Extract
+===+

I am a social worker, clinically trained, for 22 years and here are my thoughts. Mind you, I am not diagnosing him as I obviously have not seen him, these are just my impressions.

 

I think he may be suffering from a bipolar spectrum disorder. And I agree with Island Girl. I think he asked for the ring back because he wanted some sort of contact with you. I also think he is hurting, badly, and he wants you to hurt too. He probably thinks he is the only one hurting and that you are doing fine. He no doubt realizes that he is the "sick" one in the relationship --- that's why I think he thinks he is the only one hurting. And your going NC probably also causes him to think that you have moved on and are not hurting. So he asked for the ring as a way to strike out at you and hurt you.

 

You absolutely need to maintain NC. He is emotionally unstable and is likely to remain that way. You were right to bring up his drug seeking behavior in your couples therapy. He broke up with you in anger, but now he has to live with the consequences of that hasty decision ---- and I doubt he likes it very much. I think his texting of you during your therapy session several days ago was another way in which he wanted to engage you in conversation. He is trying, perhaps, to provoke you.

 

You are handling this superbly. Your email was short and to the point and unemotional. Getting emotional is only going to cause him to spiral even further out of control and you don't want that. You seem to be a very level headed person as others have pointed out --- and you deserve someone equally level headed. This man is trouble. You deserve better. Big hugs and pats on the back to you. Keep up the great work.

 

edited to add: I have no idea why he went to your parents' home other than perhaps he had been fooling himself that he wanted the ring back and when he got there he realized that he truly didn't and the pain of seeing them and not you hit him hard. And perhaps seeing them and not you reminded him that he is having to live with the consequences of his impulsive behavior. I will repeat that he is appears very emotionally unstable right now. You have, as others have pointed out, no doubt been a stabilizing influence in his life and he may be seeking you out as a way of regaining control. That is too big a burden for you to bear. He needs medication and therapy and to be able to handle his problems on his own. Take good care of yourself.

+===+

[Natural-language object grounding data]
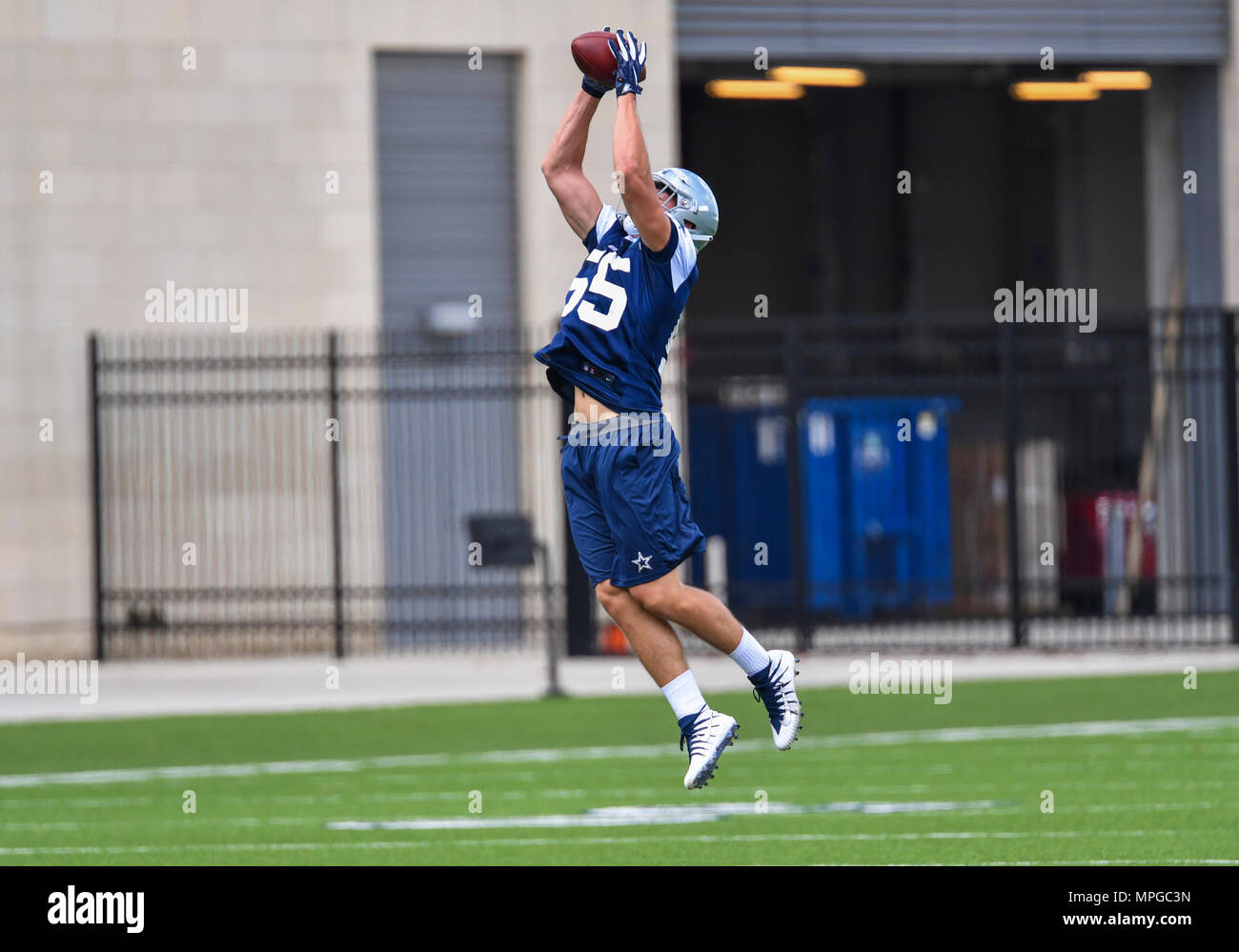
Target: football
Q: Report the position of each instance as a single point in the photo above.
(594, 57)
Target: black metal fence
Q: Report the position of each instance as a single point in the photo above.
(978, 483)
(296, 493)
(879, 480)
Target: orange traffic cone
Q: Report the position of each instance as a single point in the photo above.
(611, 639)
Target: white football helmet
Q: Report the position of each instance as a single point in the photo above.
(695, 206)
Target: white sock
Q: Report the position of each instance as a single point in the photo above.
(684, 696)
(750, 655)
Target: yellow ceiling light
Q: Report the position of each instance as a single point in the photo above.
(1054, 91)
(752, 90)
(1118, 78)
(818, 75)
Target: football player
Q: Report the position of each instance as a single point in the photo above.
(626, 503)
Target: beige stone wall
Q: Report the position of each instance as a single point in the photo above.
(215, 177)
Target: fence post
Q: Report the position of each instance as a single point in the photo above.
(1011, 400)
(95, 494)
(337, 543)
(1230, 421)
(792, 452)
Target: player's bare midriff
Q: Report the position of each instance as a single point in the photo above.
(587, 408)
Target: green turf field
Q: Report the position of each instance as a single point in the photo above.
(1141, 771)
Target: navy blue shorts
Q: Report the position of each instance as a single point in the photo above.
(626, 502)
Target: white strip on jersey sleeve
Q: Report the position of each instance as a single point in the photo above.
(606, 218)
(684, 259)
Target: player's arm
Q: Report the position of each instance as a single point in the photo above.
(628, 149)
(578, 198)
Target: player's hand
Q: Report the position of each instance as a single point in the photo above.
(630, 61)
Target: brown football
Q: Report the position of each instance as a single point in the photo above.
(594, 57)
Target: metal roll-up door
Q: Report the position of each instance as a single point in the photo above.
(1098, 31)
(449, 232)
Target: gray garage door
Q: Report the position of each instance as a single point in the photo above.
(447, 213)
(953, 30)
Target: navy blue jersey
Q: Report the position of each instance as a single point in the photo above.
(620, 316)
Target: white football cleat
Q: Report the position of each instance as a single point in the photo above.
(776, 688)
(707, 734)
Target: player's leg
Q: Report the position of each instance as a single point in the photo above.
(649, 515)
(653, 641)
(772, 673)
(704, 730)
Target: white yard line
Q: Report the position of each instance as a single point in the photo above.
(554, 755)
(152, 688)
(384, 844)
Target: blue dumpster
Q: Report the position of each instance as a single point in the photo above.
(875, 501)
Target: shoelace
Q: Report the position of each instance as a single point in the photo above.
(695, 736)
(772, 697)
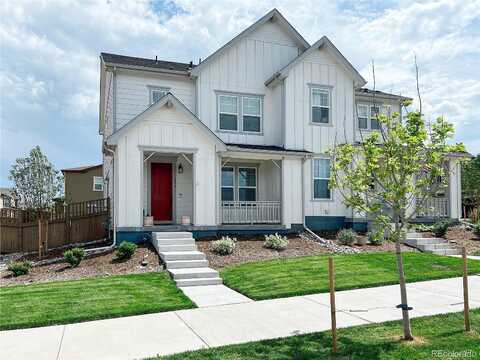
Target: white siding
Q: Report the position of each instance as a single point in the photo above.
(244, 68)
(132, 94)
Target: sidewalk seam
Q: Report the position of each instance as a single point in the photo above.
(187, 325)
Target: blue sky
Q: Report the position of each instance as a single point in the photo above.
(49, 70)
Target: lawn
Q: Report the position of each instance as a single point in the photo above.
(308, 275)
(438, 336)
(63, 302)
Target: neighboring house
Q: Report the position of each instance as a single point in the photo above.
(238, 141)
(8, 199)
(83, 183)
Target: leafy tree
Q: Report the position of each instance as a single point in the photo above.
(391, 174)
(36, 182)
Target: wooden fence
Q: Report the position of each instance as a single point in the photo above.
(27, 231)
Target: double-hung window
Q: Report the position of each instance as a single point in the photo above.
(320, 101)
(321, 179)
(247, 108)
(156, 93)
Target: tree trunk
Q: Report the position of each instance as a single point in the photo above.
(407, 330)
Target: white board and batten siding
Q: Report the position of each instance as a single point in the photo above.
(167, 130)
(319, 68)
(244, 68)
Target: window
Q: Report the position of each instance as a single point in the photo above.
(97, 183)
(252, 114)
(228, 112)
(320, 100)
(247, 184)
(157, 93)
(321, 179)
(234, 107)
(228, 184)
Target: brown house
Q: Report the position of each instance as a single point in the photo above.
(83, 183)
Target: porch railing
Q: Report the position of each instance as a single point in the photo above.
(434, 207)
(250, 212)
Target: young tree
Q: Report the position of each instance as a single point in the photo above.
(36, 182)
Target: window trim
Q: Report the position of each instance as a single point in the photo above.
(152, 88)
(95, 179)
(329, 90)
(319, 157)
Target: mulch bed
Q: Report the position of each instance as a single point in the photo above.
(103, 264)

+===+

Questions on the material
• a. According to the post, how many years has its writer been a social worker?
• b. Transcribe everything in the post from "edited to add: I" down to "care of yourself.".

Responses for each task
• a. 22 years.

• b.
edited to add: I have no idea why he went to your parents' home other than perhaps he had been fooling himself that he wanted the ring back and when he got there he realized that he truly didn't and the pain of seeing them and not you hit him hard. And perhaps seeing them and not you reminded him that he is having to live with the consequences of his impulsive behavior. I will repeat that he is appears very emotionally unstable right now. You have, as others have pointed out, no doubt been a stabilizing influence in his life and he may be seeking you out as a way of regaining control. That is too big a burden for you to bear. He needs medication and therapy and to be able to handle his problems on his own. Take good care of yourself.